Recorded data:

-*-*-

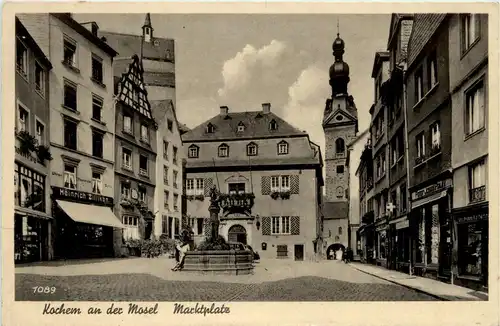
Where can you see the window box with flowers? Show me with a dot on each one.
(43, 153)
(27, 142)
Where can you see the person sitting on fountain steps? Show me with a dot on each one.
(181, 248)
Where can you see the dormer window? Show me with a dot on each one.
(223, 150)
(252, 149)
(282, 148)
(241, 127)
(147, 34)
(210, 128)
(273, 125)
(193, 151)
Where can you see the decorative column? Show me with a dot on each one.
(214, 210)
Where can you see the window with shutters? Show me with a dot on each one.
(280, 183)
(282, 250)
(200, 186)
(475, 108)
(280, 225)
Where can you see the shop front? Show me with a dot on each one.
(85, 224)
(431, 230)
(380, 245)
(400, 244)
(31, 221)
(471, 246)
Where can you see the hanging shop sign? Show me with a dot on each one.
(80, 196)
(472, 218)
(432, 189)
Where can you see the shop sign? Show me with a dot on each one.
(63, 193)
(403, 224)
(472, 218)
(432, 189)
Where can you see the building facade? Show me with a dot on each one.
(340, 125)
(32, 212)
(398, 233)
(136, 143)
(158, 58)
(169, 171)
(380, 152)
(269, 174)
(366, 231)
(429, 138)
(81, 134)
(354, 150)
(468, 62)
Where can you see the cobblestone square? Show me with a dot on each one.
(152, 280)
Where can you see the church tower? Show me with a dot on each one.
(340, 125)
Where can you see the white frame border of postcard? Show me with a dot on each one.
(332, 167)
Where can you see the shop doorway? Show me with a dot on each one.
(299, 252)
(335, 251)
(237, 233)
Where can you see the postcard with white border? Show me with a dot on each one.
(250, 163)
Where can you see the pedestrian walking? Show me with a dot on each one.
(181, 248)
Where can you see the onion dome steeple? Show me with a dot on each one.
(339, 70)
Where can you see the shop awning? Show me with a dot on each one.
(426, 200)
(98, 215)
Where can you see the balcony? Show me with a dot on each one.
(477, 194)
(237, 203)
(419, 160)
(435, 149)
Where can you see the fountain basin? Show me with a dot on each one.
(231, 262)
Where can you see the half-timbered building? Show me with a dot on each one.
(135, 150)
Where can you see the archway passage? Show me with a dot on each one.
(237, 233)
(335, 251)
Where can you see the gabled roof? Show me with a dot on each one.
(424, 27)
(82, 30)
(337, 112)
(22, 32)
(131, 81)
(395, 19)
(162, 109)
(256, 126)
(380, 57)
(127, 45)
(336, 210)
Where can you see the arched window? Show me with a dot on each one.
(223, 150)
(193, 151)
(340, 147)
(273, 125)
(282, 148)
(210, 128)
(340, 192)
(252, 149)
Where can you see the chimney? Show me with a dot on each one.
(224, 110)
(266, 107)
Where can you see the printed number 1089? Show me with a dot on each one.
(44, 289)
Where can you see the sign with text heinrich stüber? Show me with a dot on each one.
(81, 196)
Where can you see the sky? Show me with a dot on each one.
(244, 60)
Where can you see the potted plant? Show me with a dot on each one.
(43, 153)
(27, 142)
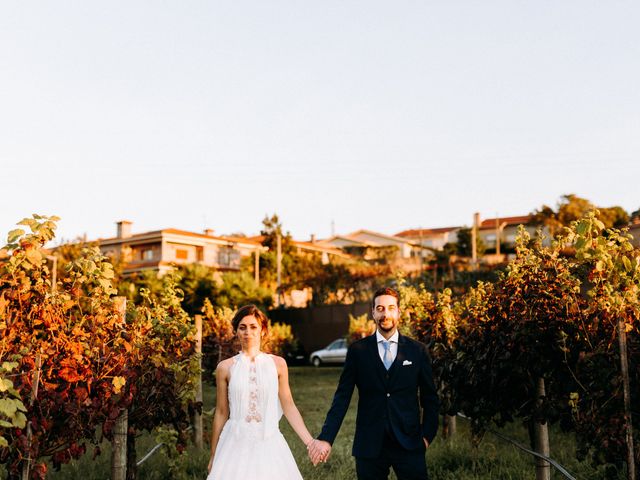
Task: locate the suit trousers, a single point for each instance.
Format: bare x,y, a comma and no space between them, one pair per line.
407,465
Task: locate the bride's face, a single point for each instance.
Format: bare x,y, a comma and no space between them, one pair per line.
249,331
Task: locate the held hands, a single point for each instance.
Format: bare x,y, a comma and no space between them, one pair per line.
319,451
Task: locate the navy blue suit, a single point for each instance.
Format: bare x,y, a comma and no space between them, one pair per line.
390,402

-*-*-

Without the pictures, return the records above exactly as given.

Where can you see the window box with flowers? Show me with a dot on each one.
(43, 153)
(27, 142)
Where can you see the person sitting on fountain steps? Show me with a dot on each one.
(181, 248)
Where can you see the dormer window? Show me with a dot on each one.
(223, 150)
(252, 149)
(282, 148)
(241, 127)
(147, 34)
(210, 128)
(273, 125)
(193, 151)
Where can you see the decorative column? Show me with a dot on each one.
(214, 210)
Where can you see the window with shutters? Show me with a dot on each one.
(280, 183)
(282, 250)
(200, 186)
(475, 108)
(280, 225)
Where can you see the shop front? Show me with a dot on each one.
(85, 224)
(431, 230)
(380, 245)
(400, 244)
(31, 221)
(471, 246)
Where can you see the hanging shop sign? Show me with a dot on each one.
(80, 196)
(472, 218)
(432, 189)
Where can you see the shop sign? Show me with a dot on each one.
(63, 193)
(403, 224)
(472, 218)
(432, 189)
Where can you see the building facade? Show me with a dot on each one.
(340, 125)
(32, 212)
(398, 233)
(136, 143)
(158, 58)
(169, 171)
(380, 152)
(269, 174)
(366, 231)
(429, 138)
(81, 134)
(354, 150)
(468, 62)
Where can you see the cobblestone square? Show me with a dot on each one.
(152, 280)
Where can you see the church tower? Show me with a dot on each one.
(340, 125)
Where can you see the white frame border of postcard? Show me with a dot on each one.
(332, 167)
Where can you see the shop doorway? Show me with a dot on each one.
(299, 252)
(335, 251)
(237, 233)
Where can you see the postcard with white border? Show me with a dot on each one.
(250, 163)
Where can you see the pedestrian walking? Show me with a dot on each one.
(181, 248)
Where can you see the onion dome steeple? Show me with a dot on each one.
(339, 70)
Where can you see the shop awning? Show me with a dot on each one.
(426, 200)
(98, 215)
Where can you see the balcony? Show me with a dot on each one.
(477, 194)
(237, 203)
(419, 160)
(435, 149)
Where can you see the fountain basin? Show me with a dot on each one.
(231, 262)
Where can you see the half-timbered building? Show me with a dot on each one.
(135, 150)
Where can you see the archway passage? Show me with a dot on each one.
(237, 233)
(335, 251)
Where can you see the gabled roof? Show me with a dot on each one.
(424, 27)
(82, 30)
(337, 112)
(22, 32)
(131, 81)
(395, 19)
(162, 109)
(256, 126)
(380, 57)
(127, 45)
(336, 210)
Where can you see the arched window? Show me with a dot on each one.
(223, 150)
(193, 151)
(340, 147)
(273, 125)
(282, 148)
(210, 128)
(340, 192)
(252, 149)
Where can you see the chimney? Show me with a dot on each one.
(224, 110)
(266, 107)
Where can you see the printed number 1089? Show me with a dot on each one.
(44, 289)
Where can you see the sign with text heinrich stüber? Show me with a dot on each one.
(81, 196)
Where can you see the sky? Show me with a dot on each one.
(244, 60)
Where can you see the potted plant? Show me with a dot on each one.
(43, 153)
(27, 142)
Task: locate the suit trousers, a single point for each instance.
Format: bare x,y, a comma and no space between them, one pair per line.
407,465
Task: locate the bride's face, a single point for each instance.
Format: bare x,y, a comma and no space between them, one pair per line.
249,331
Task: locate the held hands, a single point for each instance.
Format: bare x,y, a comma and no space between them, one pair per line.
319,451
Task: locate the navy blue suit, a single point for each instance.
Format: bare x,y, a comma and no space between them, one pair per line.
390,402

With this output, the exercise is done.